Tasks and exercises:
A. Output the part of the tbranch optab email starting at "I'm trying to" and ending at "the mask itself).".
B. In the tbranch optab email, what is Operand 3 of the tbranch pattern, according to the quoted patch documentation?
C. Resume the tbranch optab email from the point where it stops.

Hi Aldy,

I'm trying to use Ranger to determine if a range of an expression is a single 
bit.

If possible in case of a mask then also the position of the bit that's being 
checked by the mask (or the mask itself).

Do you have any pointers/existing code I can look at to do this?

Kind regards,
Tamar

> -----Original Message-----
> From: Jeff Law <jeffreya...@gmail.com>
> Sent: Tuesday, November 1, 2022 5:00 PM
> To: Tamar Christina <tamar.christ...@arm.com>; gcc-patches@gcc.gnu.org
> Cc: nd <n...@arm.com>; rguent...@suse.de
> Subject: Re: [PATCH 1/2]middle-end: Add new tbranch optab to add support
> for bit-test-and-branch operations
> 
> 
> On 11/1/22 09:53, Tamar Christina wrote:
> >>
> >>>    from the machine description.
> >>>
> >>> +@cindex @code{tbranch@var{mode}4} instruction pattern @item
> >>> +@samp{tbranch@var{mode}4} Conditional branch instruction
> combined
> >>> +with a bit test-and-compare instruction. Operand 0 is a comparison
> >>> +operator.  Operand 1 is the operand of the comparison. Operand 2 is
> >>> +the bit position of Operand 1 to test.
> >>> +Operand 3 is the @code{code_label} to jump to.
> >> Should we refine/document the set of comparison operators allowed?

Excerpted records:
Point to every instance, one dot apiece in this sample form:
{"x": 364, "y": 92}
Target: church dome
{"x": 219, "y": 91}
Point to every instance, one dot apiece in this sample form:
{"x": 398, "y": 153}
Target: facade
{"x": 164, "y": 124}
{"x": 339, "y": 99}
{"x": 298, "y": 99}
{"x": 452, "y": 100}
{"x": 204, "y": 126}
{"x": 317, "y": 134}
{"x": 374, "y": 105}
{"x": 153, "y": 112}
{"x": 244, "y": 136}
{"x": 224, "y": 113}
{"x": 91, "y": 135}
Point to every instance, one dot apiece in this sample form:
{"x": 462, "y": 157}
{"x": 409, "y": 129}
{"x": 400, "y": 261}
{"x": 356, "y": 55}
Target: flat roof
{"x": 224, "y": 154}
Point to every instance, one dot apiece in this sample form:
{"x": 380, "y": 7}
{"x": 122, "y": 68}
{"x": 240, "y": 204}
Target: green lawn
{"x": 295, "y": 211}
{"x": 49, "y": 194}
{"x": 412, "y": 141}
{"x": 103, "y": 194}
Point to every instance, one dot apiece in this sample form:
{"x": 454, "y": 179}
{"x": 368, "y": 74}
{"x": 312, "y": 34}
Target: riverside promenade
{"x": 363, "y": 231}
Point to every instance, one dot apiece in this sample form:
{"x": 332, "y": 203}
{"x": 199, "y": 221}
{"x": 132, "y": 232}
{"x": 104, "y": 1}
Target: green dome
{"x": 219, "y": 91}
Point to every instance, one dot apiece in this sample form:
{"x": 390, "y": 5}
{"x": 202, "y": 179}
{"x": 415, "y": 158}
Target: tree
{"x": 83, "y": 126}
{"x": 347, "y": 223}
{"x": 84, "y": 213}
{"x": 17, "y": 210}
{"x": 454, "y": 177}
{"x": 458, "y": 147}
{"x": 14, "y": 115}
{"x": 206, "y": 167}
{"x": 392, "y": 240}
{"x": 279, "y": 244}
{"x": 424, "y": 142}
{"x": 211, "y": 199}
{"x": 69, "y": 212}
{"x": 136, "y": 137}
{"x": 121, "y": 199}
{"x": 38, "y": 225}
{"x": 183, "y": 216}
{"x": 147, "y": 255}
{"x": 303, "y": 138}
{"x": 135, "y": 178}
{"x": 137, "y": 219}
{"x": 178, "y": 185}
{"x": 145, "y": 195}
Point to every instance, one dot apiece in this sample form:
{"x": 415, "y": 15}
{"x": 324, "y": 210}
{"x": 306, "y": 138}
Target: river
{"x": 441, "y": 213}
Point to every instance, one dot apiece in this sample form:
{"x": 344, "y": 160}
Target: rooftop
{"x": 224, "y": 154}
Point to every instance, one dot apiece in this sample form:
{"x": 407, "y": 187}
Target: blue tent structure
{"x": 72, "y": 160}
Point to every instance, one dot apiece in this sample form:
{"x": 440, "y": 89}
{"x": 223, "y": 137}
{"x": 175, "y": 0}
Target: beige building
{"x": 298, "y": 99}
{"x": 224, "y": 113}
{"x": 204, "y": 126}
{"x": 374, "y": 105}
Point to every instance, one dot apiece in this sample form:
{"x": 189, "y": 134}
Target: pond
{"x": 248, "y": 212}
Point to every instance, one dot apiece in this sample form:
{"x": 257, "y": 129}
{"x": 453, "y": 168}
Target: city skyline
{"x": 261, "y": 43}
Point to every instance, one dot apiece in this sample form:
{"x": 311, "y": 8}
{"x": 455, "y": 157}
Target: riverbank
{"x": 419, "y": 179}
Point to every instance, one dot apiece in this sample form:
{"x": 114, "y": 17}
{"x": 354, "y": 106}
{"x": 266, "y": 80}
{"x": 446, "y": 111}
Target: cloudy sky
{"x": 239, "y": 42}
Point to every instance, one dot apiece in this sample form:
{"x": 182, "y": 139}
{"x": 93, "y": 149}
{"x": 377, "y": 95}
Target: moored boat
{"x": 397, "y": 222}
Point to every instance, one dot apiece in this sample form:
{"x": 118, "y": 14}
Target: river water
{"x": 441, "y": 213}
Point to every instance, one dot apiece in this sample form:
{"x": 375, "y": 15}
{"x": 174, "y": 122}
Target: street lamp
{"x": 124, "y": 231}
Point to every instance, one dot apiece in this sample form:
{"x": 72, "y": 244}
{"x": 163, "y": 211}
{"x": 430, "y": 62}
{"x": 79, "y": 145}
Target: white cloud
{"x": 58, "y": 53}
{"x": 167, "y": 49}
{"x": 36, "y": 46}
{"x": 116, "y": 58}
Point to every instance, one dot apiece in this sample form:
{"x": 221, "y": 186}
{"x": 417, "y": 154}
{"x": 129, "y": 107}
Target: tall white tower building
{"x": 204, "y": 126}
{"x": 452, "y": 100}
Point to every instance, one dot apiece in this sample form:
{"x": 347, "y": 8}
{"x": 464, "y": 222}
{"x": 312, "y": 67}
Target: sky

Responses to the exercise:
A.
I'm trying to use Ranger to determine if a range of an expression is a single 
bit.

If possible in case of a mask then also the position of the bit that's being 
checked by the mask (or the mask itself).

B. Operand 3 is the code_label to jump to.

C.
> >> Is operand 1 an arbitrary RTL expression or more limited?  I'm
> >> guessing its relatively arbitrary given how you've massaged the
> >> existing branch-on-bit patterns from the aarch backend.
> > It can be any expression in theory. However in practical terms we
> > usually force the values to registers before calling the expansion.
> > My assumption is that this is for CSE purposes but that's only a guess.
> 
> Understood.  And generally yes, forcing expressions into regs is good for CSE.
> 
> 
> >
> >> Do we have enough information lying around from Ranger to avoid the
> need
> >> to walk the def-use chain to discover that we're masking off all but one
> bit?
> >>
> > That's an interesting thought.  I'll try to see if I can figure out how to 
> > query
> > Ranger here.  It would be nice to do so here.
> 
> Reach out to Aldy, I suspect he can probably give you the necessary
> pseudocode pretty quickly.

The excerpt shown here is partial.